Extreme athlete uses wheelchair to defy gravity
As CNN began setting up our on-camera interview with Aaron “Wheelz” Fotheringham, our cameraman asked, “Do your wheels lock? Just for the interview.”
The response, “brakes are for people that want to go slow,” sums up the man known as “Wheelz”: quick and always moving forward.
Aaron was born with spina bifida, a spinal defect that left him without much control of his legs. But he never let it slow him down.
“I was crawling all over the house as a little kid. I bombed down the stairs head-first just like any other kid. I just kind of skipped that whole ‘learning to walk’ stage.”
As a child, “Wheelz” started out on crutches and kept up with the other kids, even in PE class.
“When it was time to run the mile in class, I would do it on my crutches.”
But as his friends began picking up skateboards and riding bikes, Fotheringham had trouble keeping up. A wheelchair helped him pick up the pace. But he credits his unique family with making him an athlete by literally pushing him over the edge.
Taking the drop
Aaron is one of six kids in the Fotheringham family — all of them adopted.
“My biological parents were a little worried about dealing with the kid with spina bifida,” he said. “My adoptive parents are truly champions for taking on all that responsibility.”
Although he spent a lot of his childhood in hospitals recovering from 23 surgeries, his life at home was full of action.
“Growing up in my house, my older brother, Brian, and I, we just loved watching X Games and were big fans of all the action sports,” Fotheringham recalled. “(Brian) was a skater and rode bikes, and I always looked up to him. Eventually, he took me to a skate park and kind of peer pressured me in.”
“Dropping in” at a skate park for the first time can be daunting at any age. Fotheringham was doing it for the first time at 8 years old — in a wheelchair.
“It was it was definitely a fear that I’ve never experienced. I remember the first time I ever dropped in. I was just pretty terrified,” he said. “I remember falling on my wrists and kind of hurting those.”
‘Wheelz’ of steel
After the rough start, however, Fotheringham began nailing his drops and picking up speed. That first day at the skate park sparked what would become an “obsession.”
“When I saw that my wheelchair was kind of my mode of transportation throughout the park, it kind of ignited something in me and just made me realize, like, ‘Hey, I could do this, too.’ “
Having grown up idolizing skaters and bikers, Fotheringham began putting his own dreams into motion.
“I hadn’t seen anyone on a chair at that time,” he said. “I would just try to mimic what I saw the bikes and skateboards do.”
Very quickly, the ramps got bigger, the rides got faster, and the tricks got harder.
In 2005, Fotheringham began riding in BMX and skateboarding competitions, which helped turn his hobby into a serious athletic pursuit.
“They weren’t giving me pity points,” he said. “They knew if I was having a good riding day, and so they would judge me accordingly.”
By 2010, he landed in the Guinness Book of World Records for completing the world’s first backflip in a wheelchair.
Fotheringham is now a three-time WCMX champion, which is a mix of skateboarding and BMX riding for wheelchair users. He also travels around the world doing trick shows as a performer in the action sports collective Nitro Circus.
“My wheelchair has taken me all around the world to do competition,” he said. “With a wheelchair, yeah, there’s hard times, and there’s struggles, but it can open so many doors that weren’t there before. I’ve always said that my wheelchair has taken me further than my shoes ever could.”

**Recorded information**
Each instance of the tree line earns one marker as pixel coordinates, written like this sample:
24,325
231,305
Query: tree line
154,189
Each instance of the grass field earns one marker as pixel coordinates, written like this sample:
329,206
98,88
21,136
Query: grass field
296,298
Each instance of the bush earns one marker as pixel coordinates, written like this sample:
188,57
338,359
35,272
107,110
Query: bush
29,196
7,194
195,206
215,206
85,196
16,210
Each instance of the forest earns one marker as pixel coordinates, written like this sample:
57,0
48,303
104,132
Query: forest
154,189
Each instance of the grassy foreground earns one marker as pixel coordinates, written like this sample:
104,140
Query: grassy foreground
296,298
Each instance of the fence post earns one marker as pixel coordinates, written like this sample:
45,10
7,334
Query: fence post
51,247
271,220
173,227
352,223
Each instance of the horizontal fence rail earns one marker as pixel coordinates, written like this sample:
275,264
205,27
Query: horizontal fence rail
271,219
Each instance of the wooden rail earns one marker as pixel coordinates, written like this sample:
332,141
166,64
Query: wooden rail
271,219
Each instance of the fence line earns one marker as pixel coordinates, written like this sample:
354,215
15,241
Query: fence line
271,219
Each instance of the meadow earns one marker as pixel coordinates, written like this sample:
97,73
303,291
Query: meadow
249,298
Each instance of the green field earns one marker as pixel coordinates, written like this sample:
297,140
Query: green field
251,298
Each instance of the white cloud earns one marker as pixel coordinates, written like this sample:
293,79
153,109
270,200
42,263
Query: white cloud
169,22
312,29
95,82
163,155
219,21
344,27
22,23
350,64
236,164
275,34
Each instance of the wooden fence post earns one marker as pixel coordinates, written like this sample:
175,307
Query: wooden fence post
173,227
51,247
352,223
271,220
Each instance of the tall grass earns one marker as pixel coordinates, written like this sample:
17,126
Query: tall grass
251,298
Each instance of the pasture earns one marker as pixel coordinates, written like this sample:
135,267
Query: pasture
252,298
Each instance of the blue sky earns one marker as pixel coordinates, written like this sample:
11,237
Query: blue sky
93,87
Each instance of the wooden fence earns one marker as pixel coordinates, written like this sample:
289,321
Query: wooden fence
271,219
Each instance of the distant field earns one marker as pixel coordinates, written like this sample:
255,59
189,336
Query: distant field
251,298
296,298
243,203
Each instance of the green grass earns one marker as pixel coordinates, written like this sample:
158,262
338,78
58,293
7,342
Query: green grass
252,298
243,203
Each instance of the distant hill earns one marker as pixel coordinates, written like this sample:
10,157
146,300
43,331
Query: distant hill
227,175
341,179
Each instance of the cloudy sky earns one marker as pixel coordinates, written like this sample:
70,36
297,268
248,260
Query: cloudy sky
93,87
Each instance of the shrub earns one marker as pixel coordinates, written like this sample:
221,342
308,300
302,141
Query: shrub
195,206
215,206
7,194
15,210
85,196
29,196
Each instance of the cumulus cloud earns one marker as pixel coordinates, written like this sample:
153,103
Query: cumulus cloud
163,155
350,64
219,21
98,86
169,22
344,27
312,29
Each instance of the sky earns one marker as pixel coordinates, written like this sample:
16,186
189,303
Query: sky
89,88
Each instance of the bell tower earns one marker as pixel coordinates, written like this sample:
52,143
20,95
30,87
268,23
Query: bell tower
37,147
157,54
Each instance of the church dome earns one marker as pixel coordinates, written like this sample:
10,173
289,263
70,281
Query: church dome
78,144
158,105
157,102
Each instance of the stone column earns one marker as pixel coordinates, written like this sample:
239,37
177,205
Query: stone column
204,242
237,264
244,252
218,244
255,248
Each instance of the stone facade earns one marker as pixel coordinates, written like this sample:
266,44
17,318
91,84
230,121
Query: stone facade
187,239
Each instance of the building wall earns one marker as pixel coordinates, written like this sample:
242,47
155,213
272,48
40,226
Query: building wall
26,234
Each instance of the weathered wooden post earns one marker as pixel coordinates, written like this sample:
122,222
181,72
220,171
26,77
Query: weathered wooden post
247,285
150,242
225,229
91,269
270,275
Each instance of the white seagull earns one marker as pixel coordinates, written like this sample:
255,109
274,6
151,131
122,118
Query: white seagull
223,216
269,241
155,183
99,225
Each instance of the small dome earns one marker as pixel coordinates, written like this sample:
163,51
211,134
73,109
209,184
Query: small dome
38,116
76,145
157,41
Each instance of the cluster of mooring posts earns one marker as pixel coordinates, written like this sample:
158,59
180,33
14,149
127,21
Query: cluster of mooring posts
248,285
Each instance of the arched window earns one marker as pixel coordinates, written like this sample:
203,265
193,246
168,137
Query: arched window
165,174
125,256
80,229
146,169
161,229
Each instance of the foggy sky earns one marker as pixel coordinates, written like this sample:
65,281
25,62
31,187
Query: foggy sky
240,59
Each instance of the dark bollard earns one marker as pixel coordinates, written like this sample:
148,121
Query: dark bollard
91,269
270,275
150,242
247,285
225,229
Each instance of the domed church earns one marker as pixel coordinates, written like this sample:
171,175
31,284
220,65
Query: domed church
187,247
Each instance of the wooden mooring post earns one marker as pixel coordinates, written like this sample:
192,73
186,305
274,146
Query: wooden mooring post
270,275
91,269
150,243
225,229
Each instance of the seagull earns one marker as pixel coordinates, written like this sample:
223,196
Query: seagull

**Directions for this task**
According to the article on Aaron "Wheelz" Fotheringham, why did he move from crutches to a wheelchair? Answer in one to three sentences. Nothing in the listing is needed for this work.

**Written answer**
When his friends began picking up skateboards and riding bikes, Fotheringham had trouble keeping up with them on crutches. A wheelchair helped him pick up the pace.